* _SOURCE DATA_
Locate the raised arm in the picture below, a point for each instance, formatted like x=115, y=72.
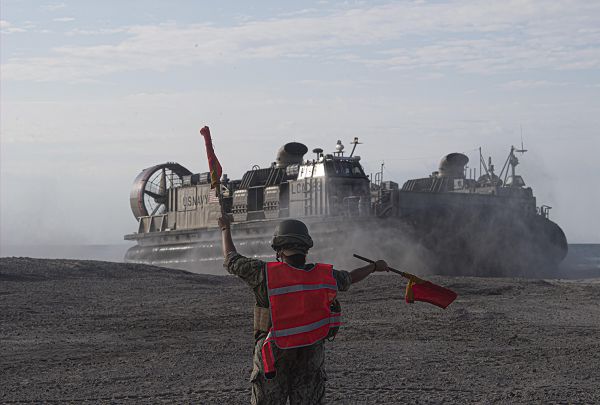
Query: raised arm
x=226, y=239
x=361, y=273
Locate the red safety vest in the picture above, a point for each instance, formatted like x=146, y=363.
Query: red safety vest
x=300, y=306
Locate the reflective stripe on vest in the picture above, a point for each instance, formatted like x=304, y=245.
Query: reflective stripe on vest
x=301, y=287
x=300, y=306
x=331, y=321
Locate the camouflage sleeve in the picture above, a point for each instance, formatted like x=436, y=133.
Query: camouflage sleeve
x=343, y=279
x=248, y=269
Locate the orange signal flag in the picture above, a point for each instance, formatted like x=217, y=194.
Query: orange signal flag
x=426, y=291
x=213, y=163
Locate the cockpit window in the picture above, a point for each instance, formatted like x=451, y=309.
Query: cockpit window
x=344, y=168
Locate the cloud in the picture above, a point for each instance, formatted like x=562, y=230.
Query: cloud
x=8, y=28
x=54, y=6
x=460, y=36
x=530, y=84
x=63, y=19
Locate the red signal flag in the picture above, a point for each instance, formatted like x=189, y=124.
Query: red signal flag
x=425, y=291
x=213, y=163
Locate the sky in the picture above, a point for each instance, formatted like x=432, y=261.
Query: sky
x=93, y=92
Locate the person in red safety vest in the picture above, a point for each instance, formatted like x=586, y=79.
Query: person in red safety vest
x=296, y=310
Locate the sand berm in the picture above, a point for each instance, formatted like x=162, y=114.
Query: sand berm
x=87, y=331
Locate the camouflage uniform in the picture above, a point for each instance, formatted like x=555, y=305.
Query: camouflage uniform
x=300, y=375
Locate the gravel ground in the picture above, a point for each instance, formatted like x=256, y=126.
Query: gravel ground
x=88, y=332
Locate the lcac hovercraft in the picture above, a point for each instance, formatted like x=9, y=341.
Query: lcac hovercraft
x=451, y=222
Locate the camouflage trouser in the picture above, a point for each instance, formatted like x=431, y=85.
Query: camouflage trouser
x=300, y=376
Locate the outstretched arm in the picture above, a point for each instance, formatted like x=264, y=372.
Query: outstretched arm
x=362, y=272
x=226, y=239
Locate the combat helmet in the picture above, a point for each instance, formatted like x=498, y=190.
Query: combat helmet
x=291, y=235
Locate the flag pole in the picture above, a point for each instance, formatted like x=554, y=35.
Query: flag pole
x=214, y=167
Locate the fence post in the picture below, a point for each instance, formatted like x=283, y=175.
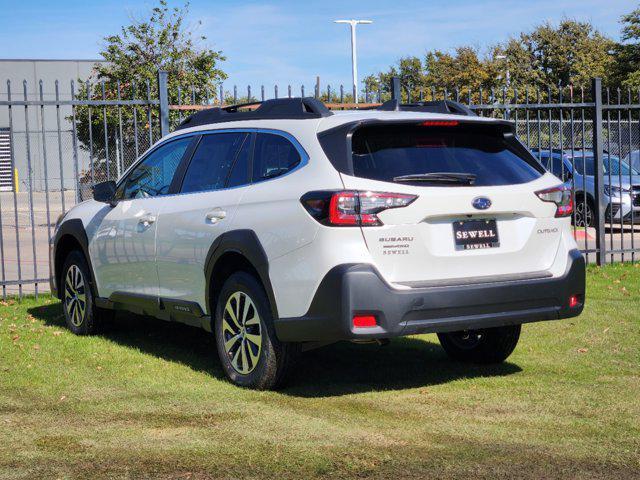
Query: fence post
x=163, y=97
x=598, y=142
x=395, y=89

* _WHAT THE EXERCISE ASKS_
Among the entries above, which lines include "below"? List them all.

* _SOLUTION FOR THIS EXERCISE_
Locate the raised arm in the picture below, a point for each instance, formatted like x=115, y=72.
Locate the fence post in the picture below, a point for each instance, formatted like x=283, y=175.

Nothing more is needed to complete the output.